[EXERCISES]
1. Set down the stretch of the battery forum post from "My lowest serial" through "do this now." word for word.
2. Decide whether each statement agrees with the battery forum post, answering yes or no and quoting the words that settle it: (a) The lowest serial number the poster has found so far is 050010. (b) The poster owns equipment for installing bulge straps. (c) The poster bought the kit with the big breadboard at Goodwill.
3. Name every store or retailer mentioned in the battery forum post.

I think I may get rid of this bad batt and/or use it for overcharging or undercharging experiments. Not sure I really want to cut bulge straps; I certainly don't have bulge strap installation equipment, nor the straps themselves.

One of these batts had been fixed at factory. Quick disconnects were added from battery to BMS so I suspect BMS was bad. Horrible tape job was done over a cut in wire where some wire piercing thing was probably used to test the problem.

My lowest serial number so far is 050010. I'm really thinking this is the 10th battery produced for consumer sale by Cdn. Tire. Highest is 050384.
 
nutsandvolts said:
I love your dive in approach. I used to be able to do this kind of thing and get paid for it, around 50% R&D, whatever I wanted, as long as it was interesting. That was a couple of bubbles ago. It is nearly impossible to find companies with the deep pockets to do this now.

:)

Been "hacking" seriously since 12 when I graduated from 300 in 1 kit to soldering and thick TTL data books, and fixing TVs etc. instead of just ripping them apart. At 11 I got embarrased in library should someone see me with same book I read at 9: "A boy and a battery". Had motors you could make from paper clips etc. Don't care what others think or not anymore. Batteries and motors are still cool, especially when they can propel you over 50 KMH for over 50 KM. :)

The other week I used a CDS photo-cell and "printed circuit resistor" (not even IC really) from that 300 in 1 kit as makeshift hall pullup sensors. I snagged a new similar 1980's kit at Salvation Army this week for $5 for (my son in 1-2 years) and for me for test parts now. Ticked me off, I waited for half price Friday at Goodwill for a really nice one with a big breadboard, and it was gone. :( Next time, breadboard models get bought right away.


Yeah, I was pulling in pretty juicy contract software developer bucks from 1997 to 2001, and still doing pretty good off and on until 2005. Now I'm salary, a bit better than my 1996 salary with good growing company that is highly Chinese (50% here in Canada, and 100% in Beijing). Network security is a good field now, with big co's dependent on the Internet and too many bad guys out there.

Gotta "Follow the money" if that's what you need. I'm hoping oil price stays high historically so there will be opportunities in electric transport. But I'd prefer to slowly retire into my own small, specialized garage business where I'm the boss, even if the pay is half of what corps will pay me these days.

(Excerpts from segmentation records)
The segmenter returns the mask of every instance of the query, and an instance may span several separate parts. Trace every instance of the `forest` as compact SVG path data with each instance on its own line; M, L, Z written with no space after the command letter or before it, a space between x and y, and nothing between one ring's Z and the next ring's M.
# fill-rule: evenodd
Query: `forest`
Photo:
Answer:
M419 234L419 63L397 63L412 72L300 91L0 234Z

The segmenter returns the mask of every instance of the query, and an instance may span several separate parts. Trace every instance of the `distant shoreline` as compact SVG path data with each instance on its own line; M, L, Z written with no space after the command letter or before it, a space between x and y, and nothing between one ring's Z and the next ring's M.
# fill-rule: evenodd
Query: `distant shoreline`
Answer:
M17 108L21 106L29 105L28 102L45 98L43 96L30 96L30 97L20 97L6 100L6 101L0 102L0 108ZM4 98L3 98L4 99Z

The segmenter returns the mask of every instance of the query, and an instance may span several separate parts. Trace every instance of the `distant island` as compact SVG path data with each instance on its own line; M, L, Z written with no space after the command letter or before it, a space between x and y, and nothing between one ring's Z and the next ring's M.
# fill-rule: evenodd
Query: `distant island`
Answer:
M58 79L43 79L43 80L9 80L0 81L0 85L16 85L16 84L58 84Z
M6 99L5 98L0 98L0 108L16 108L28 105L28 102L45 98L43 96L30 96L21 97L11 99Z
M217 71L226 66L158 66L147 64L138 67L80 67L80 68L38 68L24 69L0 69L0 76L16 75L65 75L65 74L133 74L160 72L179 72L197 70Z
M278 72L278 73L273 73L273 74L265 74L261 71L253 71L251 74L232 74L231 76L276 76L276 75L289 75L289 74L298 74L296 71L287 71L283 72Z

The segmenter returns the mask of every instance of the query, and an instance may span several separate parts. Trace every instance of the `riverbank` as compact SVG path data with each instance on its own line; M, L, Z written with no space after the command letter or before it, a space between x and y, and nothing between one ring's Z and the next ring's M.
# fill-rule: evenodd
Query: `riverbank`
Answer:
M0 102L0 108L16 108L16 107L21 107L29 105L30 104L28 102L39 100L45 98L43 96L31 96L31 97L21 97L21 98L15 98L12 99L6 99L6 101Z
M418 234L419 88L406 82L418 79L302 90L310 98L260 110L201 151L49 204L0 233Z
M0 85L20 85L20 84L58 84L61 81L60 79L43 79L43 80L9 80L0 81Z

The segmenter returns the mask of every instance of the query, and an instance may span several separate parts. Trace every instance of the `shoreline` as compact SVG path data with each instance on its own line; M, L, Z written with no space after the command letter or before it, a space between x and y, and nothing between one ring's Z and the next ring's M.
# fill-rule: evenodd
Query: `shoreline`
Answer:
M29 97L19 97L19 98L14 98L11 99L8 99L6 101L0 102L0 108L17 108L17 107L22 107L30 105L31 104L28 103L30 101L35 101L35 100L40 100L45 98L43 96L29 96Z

[ANSWERS BY TASK]
1.
My lowest serial number so far is 050010. I'm really thinking this is the 10th battery produced for consumer sale by Cdn. Tire. Highest is 050384.
 
nutsandvolts said:
I love your dive in approach. I used to be able to do this kind of thing and get paid for it, around 50% R&D, whatever I wanted, as long as it was interesting. That was a couple of bubbles ago. It is nearly impossible to find companies with the deep pockets to do this now.

2.
(a) Yes: "My lowest serial number so far is 050010."
(b) No: "I certainly don't have bulge strap installation equipment, nor the straps themselves."
(c) No: "I waited for half price Friday at Goodwill for a really nice one with a big breadboard, and it was gone."

3. Cdn. Tire, Salvation Army, Goodwill